The SNFRM is risk-adjusted and does have some exclusions. The lower the rate, the better the measure. Be aware when talking about the SNFRM, there are several programs which mention readmission rates, each of which has a different definition. For the VBP, CMS is looking at all re-admissions within 30 days from hospital discharge that will affect future Medicare rates.

There are several measures providers can take to help keep their readmission hospitalization rates down. Such programs include but are not necessarily limited to the following:

  • Track facility discharges.
  • Utilize various tools to assist staff in accurately reporting residents’ change of condition to the physician or non-physician practitioner.
  • Reinforce with staff what skilled services are available within the facility to remind practitioners when reporting a change of condition.
  • Educate staff on early signs of potential changes that might require interventions; the earlier a situation is identified, the quicker that action can be taken.

Quality Reporting Program

The SNF Quality Reporting Program (“QRP”) was implemented with The IMPACT Act of 2014. This act mandated the collection of data regarding falls, pressure ulcers, and admission/discharge functional assessment, and care planning was collected between October 1 and December 31, 2016, to be reported and used for payment in FY2018. Starting with FY2018 and each subsequent year thereafter, 2% of the market basket will be withheld for noncompliance; this is in addition to the 2% withheld for VBP. In this instance, compliance is defined as data being included on at least 80% of the minimum data sets (“MDS”) submitted for residents admitted on/after October 1, 2016, and discharged within the quarter.

There are six measures finalized in the FY2016 final rule affecting the FY 2018 payment:

  • Application of percentage of residents experiencing one or more falls with major injury.
================================
Required work:
Reproduce the part of the passage on readmission rates that begins with the words "There are several measures" and ends after "Track facility discharges.", and swap "Track" for "Monitor".

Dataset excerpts
================================
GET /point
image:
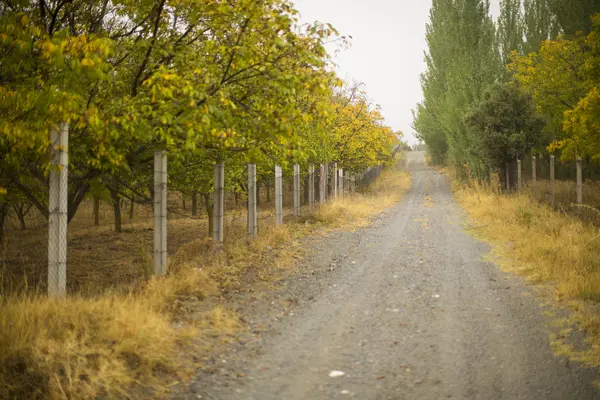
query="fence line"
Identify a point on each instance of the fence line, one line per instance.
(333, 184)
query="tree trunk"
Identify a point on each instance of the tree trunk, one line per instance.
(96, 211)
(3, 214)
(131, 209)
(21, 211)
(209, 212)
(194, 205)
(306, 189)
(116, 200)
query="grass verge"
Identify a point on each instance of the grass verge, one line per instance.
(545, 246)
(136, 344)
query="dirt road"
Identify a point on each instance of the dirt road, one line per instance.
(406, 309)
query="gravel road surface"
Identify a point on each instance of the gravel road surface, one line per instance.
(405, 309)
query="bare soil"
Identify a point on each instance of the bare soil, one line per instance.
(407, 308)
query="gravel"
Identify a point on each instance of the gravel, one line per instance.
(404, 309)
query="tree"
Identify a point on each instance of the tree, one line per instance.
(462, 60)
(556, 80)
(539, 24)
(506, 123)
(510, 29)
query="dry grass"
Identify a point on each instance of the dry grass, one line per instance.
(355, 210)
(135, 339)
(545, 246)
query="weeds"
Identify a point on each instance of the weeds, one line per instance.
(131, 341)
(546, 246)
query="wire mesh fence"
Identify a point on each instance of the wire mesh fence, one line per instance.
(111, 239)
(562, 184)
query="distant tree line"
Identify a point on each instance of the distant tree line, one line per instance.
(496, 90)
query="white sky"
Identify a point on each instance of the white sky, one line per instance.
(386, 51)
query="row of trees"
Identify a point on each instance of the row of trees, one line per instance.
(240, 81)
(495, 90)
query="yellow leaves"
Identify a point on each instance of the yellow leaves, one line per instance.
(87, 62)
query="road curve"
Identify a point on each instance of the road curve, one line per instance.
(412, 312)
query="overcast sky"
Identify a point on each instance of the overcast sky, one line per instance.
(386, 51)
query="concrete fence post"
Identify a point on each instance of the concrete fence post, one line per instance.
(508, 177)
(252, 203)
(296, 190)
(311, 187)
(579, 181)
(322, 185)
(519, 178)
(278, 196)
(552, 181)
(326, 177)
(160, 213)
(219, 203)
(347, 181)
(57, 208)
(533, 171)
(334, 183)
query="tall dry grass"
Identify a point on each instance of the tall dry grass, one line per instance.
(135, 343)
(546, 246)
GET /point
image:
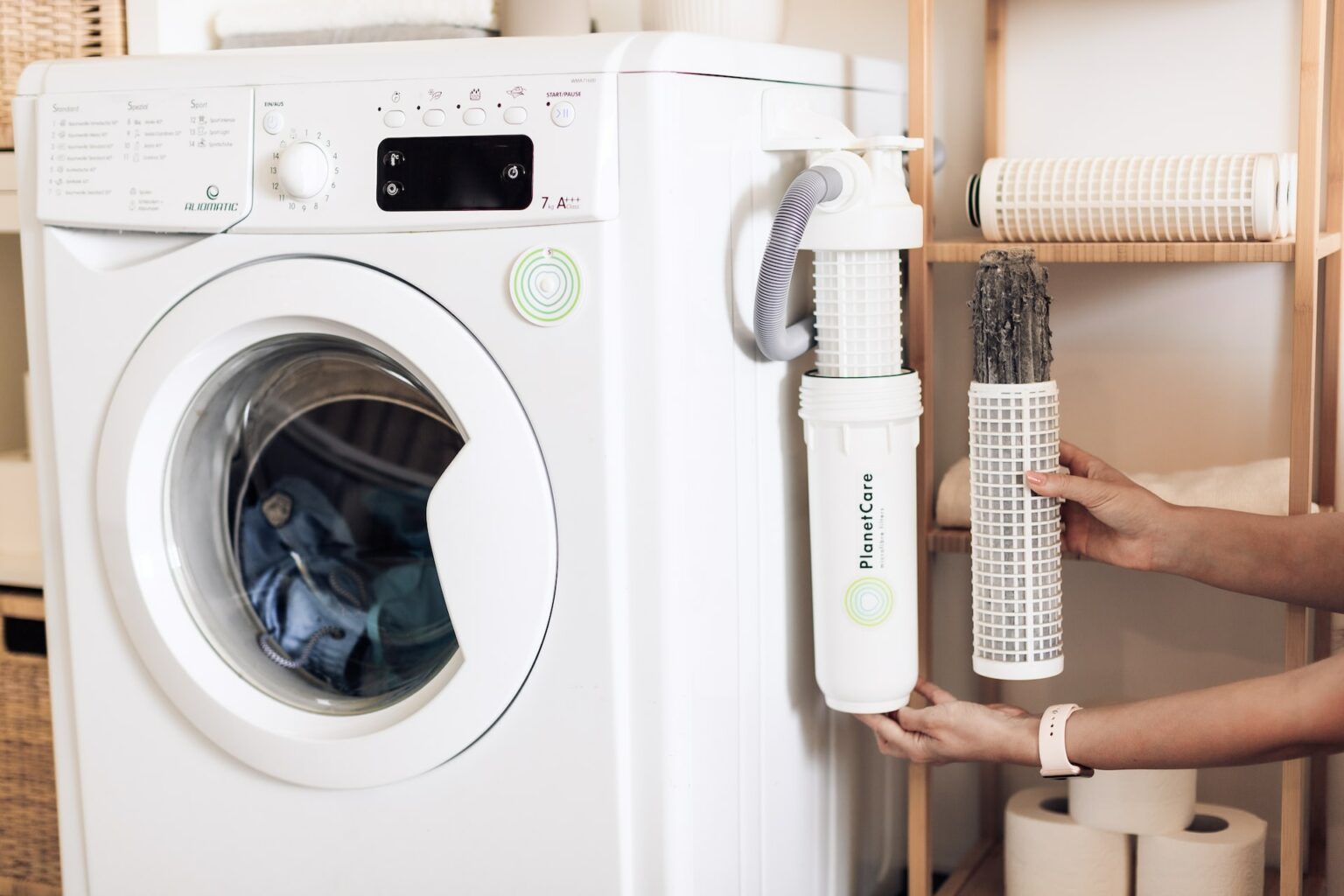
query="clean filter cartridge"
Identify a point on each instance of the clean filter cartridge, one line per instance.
================================
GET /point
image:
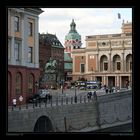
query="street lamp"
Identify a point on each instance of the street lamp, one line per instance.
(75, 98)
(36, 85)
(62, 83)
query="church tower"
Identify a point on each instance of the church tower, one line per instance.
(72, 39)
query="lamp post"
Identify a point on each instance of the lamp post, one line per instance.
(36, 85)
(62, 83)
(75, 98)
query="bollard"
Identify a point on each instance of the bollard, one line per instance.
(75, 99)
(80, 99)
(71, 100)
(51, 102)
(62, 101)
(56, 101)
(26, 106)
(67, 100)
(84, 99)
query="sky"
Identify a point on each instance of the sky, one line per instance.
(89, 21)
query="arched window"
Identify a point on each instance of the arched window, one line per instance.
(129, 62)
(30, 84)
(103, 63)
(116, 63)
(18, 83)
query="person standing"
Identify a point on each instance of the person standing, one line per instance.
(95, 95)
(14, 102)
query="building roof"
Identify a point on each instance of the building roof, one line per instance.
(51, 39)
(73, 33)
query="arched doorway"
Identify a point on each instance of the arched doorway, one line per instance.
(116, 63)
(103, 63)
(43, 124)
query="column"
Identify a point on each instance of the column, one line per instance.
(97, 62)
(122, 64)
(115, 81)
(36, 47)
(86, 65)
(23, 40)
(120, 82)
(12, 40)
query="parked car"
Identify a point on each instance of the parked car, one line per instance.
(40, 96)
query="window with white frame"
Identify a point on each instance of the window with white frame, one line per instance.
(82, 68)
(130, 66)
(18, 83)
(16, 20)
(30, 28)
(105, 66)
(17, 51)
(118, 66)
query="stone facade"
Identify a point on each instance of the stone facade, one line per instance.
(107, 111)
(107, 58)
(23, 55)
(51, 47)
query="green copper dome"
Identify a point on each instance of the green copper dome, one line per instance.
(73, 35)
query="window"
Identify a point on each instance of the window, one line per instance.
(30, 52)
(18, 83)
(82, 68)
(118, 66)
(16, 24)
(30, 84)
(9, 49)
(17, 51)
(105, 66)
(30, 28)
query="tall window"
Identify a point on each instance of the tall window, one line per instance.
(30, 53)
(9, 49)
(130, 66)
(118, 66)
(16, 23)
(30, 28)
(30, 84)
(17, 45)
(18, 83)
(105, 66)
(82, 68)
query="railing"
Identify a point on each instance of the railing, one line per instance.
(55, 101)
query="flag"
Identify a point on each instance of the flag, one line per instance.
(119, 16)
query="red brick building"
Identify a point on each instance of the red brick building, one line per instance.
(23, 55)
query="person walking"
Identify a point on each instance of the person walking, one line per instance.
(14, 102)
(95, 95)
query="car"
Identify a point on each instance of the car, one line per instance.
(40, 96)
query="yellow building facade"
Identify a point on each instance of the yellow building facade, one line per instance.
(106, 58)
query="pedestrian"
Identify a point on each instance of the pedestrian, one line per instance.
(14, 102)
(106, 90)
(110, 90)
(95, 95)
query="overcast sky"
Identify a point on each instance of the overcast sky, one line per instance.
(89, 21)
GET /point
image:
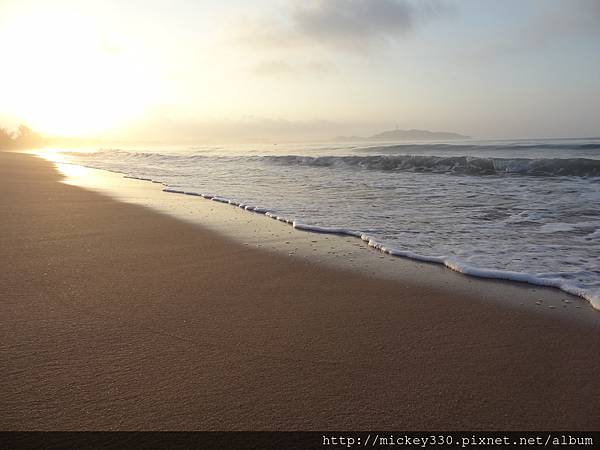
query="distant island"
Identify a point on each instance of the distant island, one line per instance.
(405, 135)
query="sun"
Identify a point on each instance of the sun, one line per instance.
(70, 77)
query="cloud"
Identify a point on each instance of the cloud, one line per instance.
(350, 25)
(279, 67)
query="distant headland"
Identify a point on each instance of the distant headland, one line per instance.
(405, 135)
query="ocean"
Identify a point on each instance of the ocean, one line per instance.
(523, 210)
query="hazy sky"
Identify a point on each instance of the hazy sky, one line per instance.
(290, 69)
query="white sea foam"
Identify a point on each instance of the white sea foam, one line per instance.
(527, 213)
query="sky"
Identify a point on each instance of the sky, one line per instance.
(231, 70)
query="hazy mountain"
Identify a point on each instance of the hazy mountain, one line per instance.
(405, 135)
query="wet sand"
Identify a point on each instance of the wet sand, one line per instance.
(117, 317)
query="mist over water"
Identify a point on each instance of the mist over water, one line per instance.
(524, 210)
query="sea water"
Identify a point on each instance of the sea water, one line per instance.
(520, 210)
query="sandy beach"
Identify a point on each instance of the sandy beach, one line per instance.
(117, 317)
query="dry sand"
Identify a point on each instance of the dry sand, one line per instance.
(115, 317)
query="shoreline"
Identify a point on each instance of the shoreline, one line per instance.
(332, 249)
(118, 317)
================================
Result:
There are several measures providers can take to help keep their readmission hospitalization rates down. Such programs include but are not necessarily limited to the following:

  • Monitor facility discharges.